Segment Open
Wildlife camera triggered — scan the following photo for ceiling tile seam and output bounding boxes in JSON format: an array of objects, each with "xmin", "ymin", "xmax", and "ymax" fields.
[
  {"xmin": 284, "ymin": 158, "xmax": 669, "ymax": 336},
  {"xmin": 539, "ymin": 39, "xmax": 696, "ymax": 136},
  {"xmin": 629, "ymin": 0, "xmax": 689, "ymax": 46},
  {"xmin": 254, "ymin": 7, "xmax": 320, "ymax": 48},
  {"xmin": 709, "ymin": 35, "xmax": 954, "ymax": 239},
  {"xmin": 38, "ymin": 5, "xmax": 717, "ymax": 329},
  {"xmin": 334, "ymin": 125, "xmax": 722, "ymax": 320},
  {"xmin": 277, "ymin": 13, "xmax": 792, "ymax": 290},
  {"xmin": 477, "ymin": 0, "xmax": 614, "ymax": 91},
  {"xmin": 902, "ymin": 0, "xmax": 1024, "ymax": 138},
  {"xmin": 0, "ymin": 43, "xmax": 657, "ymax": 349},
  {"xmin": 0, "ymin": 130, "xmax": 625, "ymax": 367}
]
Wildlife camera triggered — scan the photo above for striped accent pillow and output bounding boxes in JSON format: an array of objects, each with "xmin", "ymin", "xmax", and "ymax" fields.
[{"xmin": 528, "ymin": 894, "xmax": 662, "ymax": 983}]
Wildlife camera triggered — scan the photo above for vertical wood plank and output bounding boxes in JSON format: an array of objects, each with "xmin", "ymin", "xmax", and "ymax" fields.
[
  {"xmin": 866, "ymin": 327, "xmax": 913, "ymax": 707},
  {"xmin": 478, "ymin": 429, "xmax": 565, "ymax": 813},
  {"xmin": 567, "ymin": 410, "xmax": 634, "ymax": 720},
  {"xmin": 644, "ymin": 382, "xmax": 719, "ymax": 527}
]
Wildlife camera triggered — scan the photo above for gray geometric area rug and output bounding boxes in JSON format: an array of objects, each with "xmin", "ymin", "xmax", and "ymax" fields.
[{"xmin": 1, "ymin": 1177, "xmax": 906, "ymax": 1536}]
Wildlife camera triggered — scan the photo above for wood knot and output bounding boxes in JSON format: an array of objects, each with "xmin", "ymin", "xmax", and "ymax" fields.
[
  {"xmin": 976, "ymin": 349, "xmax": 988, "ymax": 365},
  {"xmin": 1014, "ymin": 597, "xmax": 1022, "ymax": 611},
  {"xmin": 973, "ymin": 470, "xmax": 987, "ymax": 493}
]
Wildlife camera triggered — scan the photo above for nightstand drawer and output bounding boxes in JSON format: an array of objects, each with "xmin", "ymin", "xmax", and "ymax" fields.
Segment Closed
YOUR TASK:
A faithful copy of all the records is required.

OUTPUT OF THE TASK:
Wildlife camera triggered — scan the following photo for ceiling tile seam and output bounding boxes in JSON format: an array of objects, each with "xmin", "ymin", "xmax", and "ymax" fields.
[
  {"xmin": 284, "ymin": 158, "xmax": 669, "ymax": 336},
  {"xmin": 539, "ymin": 39, "xmax": 696, "ymax": 136},
  {"xmin": 629, "ymin": 0, "xmax": 689, "ymax": 46},
  {"xmin": 254, "ymin": 7, "xmax": 320, "ymax": 48},
  {"xmin": 709, "ymin": 35, "xmax": 954, "ymax": 239},
  {"xmin": 38, "ymin": 5, "xmax": 717, "ymax": 329},
  {"xmin": 334, "ymin": 125, "xmax": 722, "ymax": 320},
  {"xmin": 277, "ymin": 13, "xmax": 792, "ymax": 290},
  {"xmin": 477, "ymin": 0, "xmax": 614, "ymax": 91},
  {"xmin": 902, "ymin": 0, "xmax": 1024, "ymax": 138},
  {"xmin": 0, "ymin": 43, "xmax": 657, "ymax": 349},
  {"xmin": 0, "ymin": 130, "xmax": 625, "ymax": 367}
]
Wildlife camera triggered — scan the photo above for striped accent pillow and output bounding boxes in JSON format: an array of objects, each with "xmin", "ymin", "xmax", and "ymax" fields.
[{"xmin": 528, "ymin": 894, "xmax": 662, "ymax": 983}]
Wildlife camera triggered — scan the photo above for vertical wood plank and output bounding boxes in JSON format: an array of objects, each with "xmin", "ymin", "xmax", and "ymax" fields.
[
  {"xmin": 866, "ymin": 327, "xmax": 913, "ymax": 707},
  {"xmin": 478, "ymin": 429, "xmax": 565, "ymax": 813},
  {"xmin": 567, "ymin": 410, "xmax": 634, "ymax": 720},
  {"xmin": 644, "ymin": 382, "xmax": 719, "ymax": 527}
]
Wildlife camera triggered — scan the photo above for gray geometric area rug and output bounding boxes in JSON format: an array of objects, each with "xmin", "ymin", "xmax", and "ymax" fields.
[{"xmin": 1, "ymin": 1177, "xmax": 906, "ymax": 1536}]
Wildlife camera triggered — scan the photo above for wood knot and output bounding boxes in JSON format: an array of objects, each with "xmin", "ymin", "xmax", and "ymax" fields.
[
  {"xmin": 976, "ymin": 349, "xmax": 988, "ymax": 365},
  {"xmin": 1014, "ymin": 597, "xmax": 1022, "ymax": 611},
  {"xmin": 973, "ymin": 470, "xmax": 987, "ymax": 493}
]
Wildlife camera triggered — scan the photo above for nightstand drawer and output bounding boxes in JSON format: an array of objects, each with "xmin", "ymin", "xmax", and "ymax" fields.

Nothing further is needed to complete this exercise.